## TASK BRIEF
Reproduce the rows below word for word, starting with the first one and going on through the line that contains "pixel 233 148", including that line.

## DATA ENTRIES
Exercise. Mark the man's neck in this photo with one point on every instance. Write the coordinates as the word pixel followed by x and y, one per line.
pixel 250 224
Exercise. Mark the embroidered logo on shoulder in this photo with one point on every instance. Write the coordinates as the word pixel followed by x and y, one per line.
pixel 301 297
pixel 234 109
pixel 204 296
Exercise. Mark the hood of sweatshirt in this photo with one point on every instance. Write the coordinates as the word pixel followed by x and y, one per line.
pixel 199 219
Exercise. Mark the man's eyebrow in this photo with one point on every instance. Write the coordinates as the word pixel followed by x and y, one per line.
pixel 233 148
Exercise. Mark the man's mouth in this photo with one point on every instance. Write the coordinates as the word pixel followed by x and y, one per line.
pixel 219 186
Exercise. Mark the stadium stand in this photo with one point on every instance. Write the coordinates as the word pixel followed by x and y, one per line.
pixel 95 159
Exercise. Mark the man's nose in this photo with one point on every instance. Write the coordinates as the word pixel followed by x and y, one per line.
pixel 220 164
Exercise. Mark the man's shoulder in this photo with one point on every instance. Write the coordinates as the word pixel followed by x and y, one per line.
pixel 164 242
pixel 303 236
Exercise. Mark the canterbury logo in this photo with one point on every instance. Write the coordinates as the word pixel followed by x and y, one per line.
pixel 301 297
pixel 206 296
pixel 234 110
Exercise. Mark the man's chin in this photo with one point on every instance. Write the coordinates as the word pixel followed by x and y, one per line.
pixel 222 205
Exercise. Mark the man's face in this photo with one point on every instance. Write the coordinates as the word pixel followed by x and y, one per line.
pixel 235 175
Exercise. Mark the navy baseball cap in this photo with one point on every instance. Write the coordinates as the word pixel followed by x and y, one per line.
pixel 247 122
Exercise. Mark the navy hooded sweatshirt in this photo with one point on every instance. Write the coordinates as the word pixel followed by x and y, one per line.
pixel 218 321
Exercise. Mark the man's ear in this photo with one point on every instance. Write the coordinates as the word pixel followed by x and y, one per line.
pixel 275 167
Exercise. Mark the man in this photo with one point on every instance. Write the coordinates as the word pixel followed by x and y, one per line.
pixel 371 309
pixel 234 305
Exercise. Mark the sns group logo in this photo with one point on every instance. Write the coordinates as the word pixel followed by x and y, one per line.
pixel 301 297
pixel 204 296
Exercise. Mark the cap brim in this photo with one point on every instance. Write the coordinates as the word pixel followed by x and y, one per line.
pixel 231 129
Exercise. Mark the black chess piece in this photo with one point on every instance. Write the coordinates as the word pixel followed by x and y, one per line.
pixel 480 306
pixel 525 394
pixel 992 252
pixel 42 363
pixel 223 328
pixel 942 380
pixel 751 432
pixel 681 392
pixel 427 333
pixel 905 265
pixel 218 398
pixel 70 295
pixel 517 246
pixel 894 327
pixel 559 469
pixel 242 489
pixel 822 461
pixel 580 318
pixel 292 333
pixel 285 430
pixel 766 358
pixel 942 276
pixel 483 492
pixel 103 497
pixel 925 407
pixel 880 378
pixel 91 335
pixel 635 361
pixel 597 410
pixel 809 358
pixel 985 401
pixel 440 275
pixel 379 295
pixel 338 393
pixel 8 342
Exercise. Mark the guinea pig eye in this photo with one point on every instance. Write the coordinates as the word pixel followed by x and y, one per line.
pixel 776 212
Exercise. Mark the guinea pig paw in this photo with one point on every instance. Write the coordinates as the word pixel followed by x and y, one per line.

## SOLUTION FOR THIS TASK
Exercise. Mark the man's neck in this photo with one point on every instance. Write the coordinates as the word pixel followed by x and y, one per line.
pixel 250 224
Exercise. Mark the embroidered logo on shoulder in this photo with one point on every instance. Write the coordinates as the word pixel followed by x and y, one per line.
pixel 301 297
pixel 234 109
pixel 204 296
Exercise. Mark the hood of sweatshirt in this photo with one point on every instance. Write the coordinates as the word pixel followed by x and y, one per line.
pixel 199 219
Exercise. Mark the man's eyebrow in this photo with one point on every instance. Write the coordinates as the word pixel followed by x and y, one per line.
pixel 233 148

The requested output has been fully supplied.